* _Work instruction_: Write each entry out once more, please, precisely as shown.

* _Supplied data_:
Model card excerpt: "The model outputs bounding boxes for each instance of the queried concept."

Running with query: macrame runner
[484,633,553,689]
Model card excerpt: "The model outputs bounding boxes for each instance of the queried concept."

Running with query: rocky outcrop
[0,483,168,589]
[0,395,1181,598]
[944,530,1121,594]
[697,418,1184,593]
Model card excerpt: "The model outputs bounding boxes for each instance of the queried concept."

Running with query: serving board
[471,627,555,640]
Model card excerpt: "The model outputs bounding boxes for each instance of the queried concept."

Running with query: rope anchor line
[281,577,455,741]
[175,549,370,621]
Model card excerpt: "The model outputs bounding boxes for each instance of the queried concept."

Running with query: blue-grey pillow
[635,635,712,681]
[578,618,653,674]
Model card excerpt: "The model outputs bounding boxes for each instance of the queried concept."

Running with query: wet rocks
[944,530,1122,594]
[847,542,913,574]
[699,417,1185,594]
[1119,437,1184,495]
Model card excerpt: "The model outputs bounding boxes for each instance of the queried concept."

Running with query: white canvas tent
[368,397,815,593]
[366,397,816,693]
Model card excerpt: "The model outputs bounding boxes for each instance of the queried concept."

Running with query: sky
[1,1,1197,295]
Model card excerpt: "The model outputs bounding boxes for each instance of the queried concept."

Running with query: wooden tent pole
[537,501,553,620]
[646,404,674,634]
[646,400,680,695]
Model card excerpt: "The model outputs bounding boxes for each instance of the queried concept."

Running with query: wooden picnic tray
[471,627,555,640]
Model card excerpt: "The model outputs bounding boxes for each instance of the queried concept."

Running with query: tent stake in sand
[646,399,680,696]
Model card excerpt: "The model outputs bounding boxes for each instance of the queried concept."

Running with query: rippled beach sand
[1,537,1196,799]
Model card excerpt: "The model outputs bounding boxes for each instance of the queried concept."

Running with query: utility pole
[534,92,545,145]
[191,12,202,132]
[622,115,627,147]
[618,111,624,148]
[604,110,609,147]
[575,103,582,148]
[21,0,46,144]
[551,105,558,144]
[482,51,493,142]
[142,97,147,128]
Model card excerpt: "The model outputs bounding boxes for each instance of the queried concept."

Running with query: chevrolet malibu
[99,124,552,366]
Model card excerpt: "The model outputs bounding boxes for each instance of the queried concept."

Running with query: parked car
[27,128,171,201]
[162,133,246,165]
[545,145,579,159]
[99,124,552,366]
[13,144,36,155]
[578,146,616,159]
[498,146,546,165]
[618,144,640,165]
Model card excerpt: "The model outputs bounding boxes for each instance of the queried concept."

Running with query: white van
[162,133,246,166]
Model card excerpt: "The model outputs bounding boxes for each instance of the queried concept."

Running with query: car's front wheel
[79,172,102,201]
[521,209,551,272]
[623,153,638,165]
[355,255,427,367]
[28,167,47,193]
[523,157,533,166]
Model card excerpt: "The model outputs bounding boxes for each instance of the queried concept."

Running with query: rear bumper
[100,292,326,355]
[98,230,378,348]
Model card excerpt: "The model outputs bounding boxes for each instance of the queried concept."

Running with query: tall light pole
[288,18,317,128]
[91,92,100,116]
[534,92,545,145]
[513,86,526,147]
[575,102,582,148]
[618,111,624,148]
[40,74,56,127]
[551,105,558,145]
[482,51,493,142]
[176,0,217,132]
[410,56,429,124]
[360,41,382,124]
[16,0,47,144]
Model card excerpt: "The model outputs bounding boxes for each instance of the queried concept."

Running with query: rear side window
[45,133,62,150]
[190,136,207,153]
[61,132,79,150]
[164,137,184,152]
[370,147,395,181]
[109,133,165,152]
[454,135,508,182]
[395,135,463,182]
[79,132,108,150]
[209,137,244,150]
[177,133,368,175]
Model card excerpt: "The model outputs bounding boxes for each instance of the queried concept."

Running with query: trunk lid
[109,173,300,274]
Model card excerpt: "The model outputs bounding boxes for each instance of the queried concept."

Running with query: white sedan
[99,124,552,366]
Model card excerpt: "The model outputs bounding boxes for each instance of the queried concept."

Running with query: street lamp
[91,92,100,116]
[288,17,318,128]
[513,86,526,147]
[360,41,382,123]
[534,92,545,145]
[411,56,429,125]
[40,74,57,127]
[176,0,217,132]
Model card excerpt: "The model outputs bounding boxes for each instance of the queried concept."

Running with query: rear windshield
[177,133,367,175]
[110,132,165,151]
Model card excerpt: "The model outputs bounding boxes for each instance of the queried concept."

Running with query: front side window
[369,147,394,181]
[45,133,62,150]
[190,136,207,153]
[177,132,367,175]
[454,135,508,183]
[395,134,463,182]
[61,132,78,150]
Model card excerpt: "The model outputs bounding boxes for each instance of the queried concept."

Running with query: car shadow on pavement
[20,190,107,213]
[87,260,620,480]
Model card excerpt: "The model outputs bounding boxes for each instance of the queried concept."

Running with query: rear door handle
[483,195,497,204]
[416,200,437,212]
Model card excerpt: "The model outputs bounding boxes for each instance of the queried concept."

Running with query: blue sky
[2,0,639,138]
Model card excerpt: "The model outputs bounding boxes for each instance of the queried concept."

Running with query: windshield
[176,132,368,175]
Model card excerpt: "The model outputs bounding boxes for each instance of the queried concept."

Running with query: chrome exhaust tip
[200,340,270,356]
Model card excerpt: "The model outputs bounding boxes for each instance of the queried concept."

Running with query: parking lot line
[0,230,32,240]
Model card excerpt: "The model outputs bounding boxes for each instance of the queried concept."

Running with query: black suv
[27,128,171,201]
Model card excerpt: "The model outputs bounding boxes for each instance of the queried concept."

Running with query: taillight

* _Task solution_:
Model card excerpt: "The model outputs bounding boxes for each instance of the queried concept."

Running with query: macrame runner
[484,633,553,689]
Model card excerpt: "The model outputs bounding boxes for each instance of the queried concept."

Running with query: rocky outcrop
[0,483,168,589]
[0,395,1181,598]
[944,530,1121,594]
[697,418,1184,593]
Model card excerpt: "The model outputs bounding boxes for each instance of the queried concept."

Running with query: serving board
[471,627,555,640]
Model card excerpt: "The model outputs bounding boxes for each instance of the queried concept."

Running with query: rope anchor line
[281,577,455,741]
[175,549,370,621]
Model card excerpt: "The model outputs bounding boxes for each instance of the queried concept."

Running with query: blue-grey pillow
[635,635,712,681]
[578,618,653,674]
Model card excerpt: "The model outputs bounding boxes for each instance of the queried concept."

Running with query: wet rocks
[944,530,1122,594]
[847,542,913,574]
[699,417,1185,594]
[1119,437,1184,495]
Model card excerpt: "The model outputs bounding boxes for each instance of the queried concept."

Running with query: white canvas tent
[368,397,815,593]
[366,397,816,693]
Model card excerpt: "The model outputs bounding boxes for each instance of the queried concept."

Running with query: sky
[1,1,1197,295]
Model card excerpt: "The model outputs bounding boxes for each instance of the queried concept."

Running with query: wooden tent pole
[537,501,553,620]
[646,404,674,634]
[646,400,680,695]
Model card excerpt: "The model outputs bounding boxes for each instance of the queried concept."

Running with query: wooden picnic tray
[471,627,555,640]
Model card excerpt: "The model outputs bounding boxes for each instance of the queried concept."

Running with query: tent stake in sand
[646,399,680,696]
Model card excerpt: "The model outputs bounding boxes for each instance of the queried concept."

Running with query: rippled beach sand
[1,537,1196,799]
Model card excerpt: "The model outputs bounding boxes for each instance of the queried concept."

Running with query: utility pole
[534,92,545,145]
[191,12,202,132]
[622,115,627,147]
[618,111,624,148]
[604,110,609,147]
[575,103,582,148]
[21,0,46,144]
[551,105,558,144]
[482,51,493,142]
[142,97,147,128]
Model card excerpt: "The model outputs bounding boxes for each instance of the queried concept."

Running with query: chevrolet malibu
[99,124,552,366]
Model card excerpt: "The model outputs bounding boxes for each instance of the queried concept."

Running with query: parked car
[27,128,171,201]
[162,133,246,165]
[545,145,579,159]
[99,124,552,366]
[13,144,36,155]
[578,146,616,159]
[498,146,546,165]
[618,144,640,165]
Model card excerpt: "The model outputs bounding boxes for each instance of the queried concept."

Running with query: white van
[162,133,246,166]
Model card excerpt: "The model outputs bounding boxes for each instance of the queried concept."

Running with query: car's front wheel
[79,172,102,201]
[521,209,551,272]
[623,153,638,165]
[355,255,427,367]
[28,167,47,193]
[523,157,533,166]
Model card excerpt: "The model outputs bounding boxes for each instance of the queried concept."

Running with query: rear bumper
[100,292,326,355]
[98,230,378,348]
Model card excerpt: "The model outputs bounding boxes for each instance of the queried concept."

Running with query: tall light pole
[288,18,317,128]
[91,92,100,116]
[534,92,545,145]
[513,86,526,147]
[575,102,582,148]
[618,111,624,148]
[40,74,56,127]
[551,105,558,145]
[482,51,493,142]
[176,0,217,132]
[410,56,429,124]
[360,41,382,124]
[16,0,47,144]
Model card excerpt: "The model outputs bounding boxes for each instance of the queried concept."

Running with query: rear side window
[45,133,62,150]
[190,136,207,153]
[61,132,79,150]
[164,137,184,152]
[370,147,395,181]
[109,133,165,152]
[454,135,508,182]
[395,135,463,182]
[79,132,108,150]
[209,137,244,150]
[177,133,368,175]
Model card excerpt: "The model outputs bounding boxes for each instance of the queried concept."

Running with query: trunk lid
[109,173,300,274]
Model card excerpt: "The model outputs bounding boxes for each instance of the queried concept."

Running with query: white sedan
[99,124,552,366]
Model card excerpt: "The model outputs bounding boxes for each instance of the queried concept."

Running with query: street lamp
[91,92,100,116]
[288,17,318,128]
[513,86,526,147]
[360,41,382,123]
[534,92,545,145]
[411,56,429,125]
[40,74,57,127]
[176,0,217,132]
Model card excerpt: "The model outputs bounding boxes for each instance of the queried concept."

Running with query: rear windshield
[177,133,367,175]
[110,132,165,151]
Model card excerpt: "The model outputs bounding boxes for each instance of the queried concept."

Running with query: front side window
[369,147,394,181]
[45,133,62,150]
[190,136,207,153]
[177,132,367,175]
[454,135,508,183]
[395,134,463,182]
[61,132,78,150]
Model card excerpt: "The model outputs bounding boxes for each instance of the queried concept."

Running with query: car shadow on pavement
[20,190,107,213]
[87,260,620,480]
Model card excerpt: "The model outputs bounding boxes for each instance of the queried concept."

Running with query: rear door handle
[483,195,497,204]
[416,200,437,212]
Model card excerpt: "The model outputs bounding boxes for each instance of the queried concept."

Running with query: blue sky
[2,0,639,138]
Model card excerpt: "The model outputs bounding boxes for each instance of the queried concept."

Running with query: windshield
[176,132,368,175]
Model card excerpt: "The model outputs bounding boxes for each instance of the queried concept."

Running with query: chrome exhaust tip
[200,340,270,356]
Model card excerpt: "The model outputs bounding boxes for each instance of the queried concept."

Running with query: parking lot line
[0,230,32,240]
Model card excerpt: "The model outputs bounding boxes for each instance of the queried concept."

Running with query: black suv
[27,128,171,201]
Model card excerpt: "The model outputs bounding boxes for each instance of the queried concept."

Running with query: taillight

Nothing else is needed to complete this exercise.